[Location labeling records]
□ □ □ □ □ □ □

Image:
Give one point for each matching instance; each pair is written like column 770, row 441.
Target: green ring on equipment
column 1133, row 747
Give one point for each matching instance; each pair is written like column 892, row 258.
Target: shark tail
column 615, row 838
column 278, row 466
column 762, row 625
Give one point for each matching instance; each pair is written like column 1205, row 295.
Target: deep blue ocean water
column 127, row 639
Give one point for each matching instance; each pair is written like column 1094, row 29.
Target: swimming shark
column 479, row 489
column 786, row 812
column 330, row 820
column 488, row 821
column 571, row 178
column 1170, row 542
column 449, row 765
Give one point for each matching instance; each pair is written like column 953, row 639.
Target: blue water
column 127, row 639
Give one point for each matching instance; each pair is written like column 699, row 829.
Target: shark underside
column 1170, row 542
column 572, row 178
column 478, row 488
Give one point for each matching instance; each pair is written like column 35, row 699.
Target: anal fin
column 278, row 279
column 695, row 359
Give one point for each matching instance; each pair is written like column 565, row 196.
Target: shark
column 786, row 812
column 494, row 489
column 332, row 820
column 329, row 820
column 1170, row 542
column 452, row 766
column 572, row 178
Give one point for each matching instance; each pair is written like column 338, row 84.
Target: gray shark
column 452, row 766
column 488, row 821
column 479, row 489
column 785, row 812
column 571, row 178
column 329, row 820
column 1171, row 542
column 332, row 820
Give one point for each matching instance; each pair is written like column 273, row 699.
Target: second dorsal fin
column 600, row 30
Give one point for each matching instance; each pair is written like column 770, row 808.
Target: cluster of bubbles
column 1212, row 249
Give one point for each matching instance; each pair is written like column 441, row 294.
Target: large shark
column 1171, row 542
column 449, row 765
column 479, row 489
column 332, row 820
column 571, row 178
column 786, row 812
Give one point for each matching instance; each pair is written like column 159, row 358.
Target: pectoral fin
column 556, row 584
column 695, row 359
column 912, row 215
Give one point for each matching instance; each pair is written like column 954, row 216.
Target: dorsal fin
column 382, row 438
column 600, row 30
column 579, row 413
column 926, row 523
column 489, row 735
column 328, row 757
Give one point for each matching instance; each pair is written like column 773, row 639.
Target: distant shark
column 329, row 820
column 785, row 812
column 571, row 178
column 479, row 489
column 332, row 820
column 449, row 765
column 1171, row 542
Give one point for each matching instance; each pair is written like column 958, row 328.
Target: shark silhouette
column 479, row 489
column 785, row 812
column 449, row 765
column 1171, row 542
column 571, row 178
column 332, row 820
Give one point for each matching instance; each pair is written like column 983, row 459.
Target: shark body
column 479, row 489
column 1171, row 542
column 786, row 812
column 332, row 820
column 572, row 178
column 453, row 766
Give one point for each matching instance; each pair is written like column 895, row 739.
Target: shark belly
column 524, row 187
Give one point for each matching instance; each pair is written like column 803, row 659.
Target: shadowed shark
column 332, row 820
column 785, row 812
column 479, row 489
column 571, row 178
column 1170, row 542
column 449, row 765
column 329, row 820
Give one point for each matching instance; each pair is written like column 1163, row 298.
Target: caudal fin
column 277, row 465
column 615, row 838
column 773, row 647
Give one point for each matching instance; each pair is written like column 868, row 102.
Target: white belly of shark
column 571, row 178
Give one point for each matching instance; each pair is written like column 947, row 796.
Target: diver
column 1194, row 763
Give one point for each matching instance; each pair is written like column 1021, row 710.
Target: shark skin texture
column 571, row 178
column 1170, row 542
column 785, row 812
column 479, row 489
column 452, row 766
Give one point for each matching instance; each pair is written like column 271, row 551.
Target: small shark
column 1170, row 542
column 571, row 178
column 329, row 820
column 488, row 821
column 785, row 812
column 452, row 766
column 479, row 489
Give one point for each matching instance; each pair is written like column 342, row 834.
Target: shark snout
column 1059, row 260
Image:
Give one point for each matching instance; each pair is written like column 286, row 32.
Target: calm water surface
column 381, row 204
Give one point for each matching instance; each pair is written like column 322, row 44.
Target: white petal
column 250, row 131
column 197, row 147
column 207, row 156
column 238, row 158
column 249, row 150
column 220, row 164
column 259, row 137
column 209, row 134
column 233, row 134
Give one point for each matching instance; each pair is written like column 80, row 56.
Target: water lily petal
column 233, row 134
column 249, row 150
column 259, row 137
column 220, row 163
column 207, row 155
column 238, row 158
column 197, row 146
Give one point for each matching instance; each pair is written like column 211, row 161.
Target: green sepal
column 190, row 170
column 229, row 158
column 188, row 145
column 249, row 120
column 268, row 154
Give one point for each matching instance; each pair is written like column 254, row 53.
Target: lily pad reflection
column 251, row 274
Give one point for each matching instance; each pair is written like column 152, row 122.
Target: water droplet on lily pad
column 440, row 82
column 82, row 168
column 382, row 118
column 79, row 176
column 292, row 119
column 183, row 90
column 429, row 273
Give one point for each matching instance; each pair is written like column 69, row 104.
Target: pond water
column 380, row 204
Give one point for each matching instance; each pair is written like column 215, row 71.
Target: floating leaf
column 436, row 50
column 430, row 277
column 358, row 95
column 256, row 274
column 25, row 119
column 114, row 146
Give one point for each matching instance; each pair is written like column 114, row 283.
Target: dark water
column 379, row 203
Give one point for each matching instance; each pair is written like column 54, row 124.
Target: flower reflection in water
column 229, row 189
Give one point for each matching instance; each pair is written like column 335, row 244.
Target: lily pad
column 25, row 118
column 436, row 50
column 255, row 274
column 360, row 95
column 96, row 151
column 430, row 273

□ □ □ □ □ □ □

Rewrite all of the entries above, renaming "matching instance" to "matching object" wherever it occurs and leaving everything else unchanged.

Output of the exercise
Image:
Give one point for each matching object; each pair is written like column 770, row 441.
Target: green ring on equipment
column 1133, row 747
Give one point for each matching object; each pair is written like column 892, row 258.
Target: shark tail
column 615, row 838
column 278, row 466
column 762, row 625
Give one point for each matching object; each pair is written like column 1205, row 295.
Target: deep blue ocean water
column 127, row 639
Give one point for each matching object; each pair is written like column 1094, row 29.
Target: swimming shark
column 479, row 489
column 786, row 812
column 330, row 820
column 488, row 821
column 571, row 178
column 1170, row 542
column 449, row 765
Give one point for each matching object; each pair is written like column 953, row 639.
Target: blue water
column 127, row 639
Give one point for each matching object; each pair is written like column 699, row 829.
Target: shark underside
column 1170, row 542
column 572, row 178
column 478, row 488
Give one point for each matching object; each pair is written like column 35, row 699.
Target: anal fin
column 278, row 279
column 695, row 359
Give one point for each matching object; each pair is written like column 565, row 196.
Target: shark
column 786, row 812
column 494, row 489
column 332, row 820
column 329, row 820
column 1170, row 542
column 452, row 766
column 572, row 178
Give one point for each matching object; each pair is written like column 338, row 84.
Target: gray shark
column 452, row 766
column 488, row 821
column 479, row 489
column 785, row 812
column 571, row 178
column 329, row 820
column 1171, row 542
column 332, row 820
Give one point for each matching object; each pair is written like column 273, row 699.
Target: second dorsal fin
column 600, row 30
Give one point for each matching object; each pair is written like column 770, row 808.
Target: cluster of bubbles
column 1212, row 249
Give one point for each matching object; each pair is written like column 441, row 294.
Target: large shark
column 1171, row 542
column 449, row 765
column 479, row 489
column 332, row 820
column 571, row 178
column 786, row 812
Give one point for each matching object; each pair is written like column 159, row 358.
Target: pectoral fin
column 556, row 584
column 695, row 359
column 912, row 215
Give one point for each matching object; each pair is written like column 954, row 216.
Target: dorsal fin
column 382, row 438
column 600, row 30
column 579, row 413
column 926, row 523
column 489, row 735
column 328, row 757
Give one point for each matching object; each pair is written like column 773, row 639.
Target: distant shark
column 329, row 820
column 785, row 812
column 571, row 178
column 479, row 489
column 332, row 820
column 449, row 765
column 1171, row 542
Give one point for each matching object; each pair is written like column 958, row 328.
Target: shark silhouette
column 479, row 489
column 785, row 812
column 449, row 765
column 1171, row 542
column 571, row 178
column 332, row 820
Give one point for each matching object; each pair is written like column 983, row 459.
Target: shark body
column 479, row 489
column 1171, row 542
column 786, row 812
column 332, row 820
column 572, row 178
column 453, row 766
Give one point for each matching object; each pair is written like column 895, row 739.
Target: shark belly
column 524, row 187
Give one point for each matching object; each pair is written like column 803, row 659.
Target: shadowed shark
column 332, row 820
column 785, row 812
column 479, row 489
column 571, row 178
column 1170, row 542
column 449, row 765
column 329, row 820
Give one point for each matching object; each pair is written like column 1163, row 298.
Target: caudal fin
column 277, row 465
column 615, row 838
column 773, row 647
Give one point for each matching object; each pair is written like column 868, row 102.
Target: white belly of shark
column 571, row 178
Give one point for each matching object; each pair is written like column 947, row 796.
Target: diver
column 1194, row 763
Give one point for each matching object; each pair is written like column 1021, row 710.
Target: shark skin texture
column 571, row 178
column 1170, row 542
column 785, row 812
column 479, row 489
column 452, row 766
Give one point for each matching object; each pair is written like column 271, row 551.
Target: small shark
column 1170, row 542
column 571, row 178
column 329, row 820
column 488, row 821
column 785, row 812
column 452, row 766
column 479, row 489
Give one point for each matching object; each pair is written like column 342, row 834.
Target: shark snout
column 1059, row 260
Image:
Give one point for each matching object; each pair is written like column 286, row 32.
Target: calm water surface
column 381, row 204
Give one point for each matching object; each pair is written like column 322, row 44.
Target: white petal
column 250, row 131
column 197, row 147
column 207, row 156
column 238, row 158
column 249, row 150
column 220, row 164
column 259, row 137
column 209, row 134
column 233, row 134
Give one point for each matching object; each pair is written like column 80, row 56.
Target: water lily petal
column 233, row 134
column 249, row 150
column 259, row 137
column 220, row 163
column 207, row 155
column 238, row 158
column 197, row 146
Give one point for each matching object; each pair is written like column 211, row 161.
Target: green sepal
column 190, row 170
column 229, row 158
column 188, row 145
column 249, row 120
column 268, row 154
Give one point for each matching object; each pair is written like column 254, row 53.
Target: lily pad reflection
column 251, row 274
Give one point for each matching object; each pair is written like column 152, row 122.
Target: water droplet on lily pad
column 440, row 82
column 82, row 168
column 382, row 118
column 79, row 176
column 292, row 119
column 183, row 90
column 429, row 273
Give one point for each matching object; each pair is written like column 69, row 104.
Target: pond water
column 380, row 204
Give one point for each matching object; each pair is written like column 215, row 71.
Target: floating leaf
column 436, row 50
column 430, row 277
column 358, row 95
column 256, row 274
column 25, row 119
column 114, row 146
Give one point for each matching object; each pair is written like column 114, row 283.
Target: dark water
column 379, row 203
Give one point for each matching object; each pair is written like column 54, row 124.
Target: flower reflection in water
column 229, row 189
Give one point for each matching object; each pair is written like column 335, row 244.
Target: lily pad
column 25, row 118
column 436, row 50
column 255, row 274
column 360, row 95
column 96, row 151
column 430, row 273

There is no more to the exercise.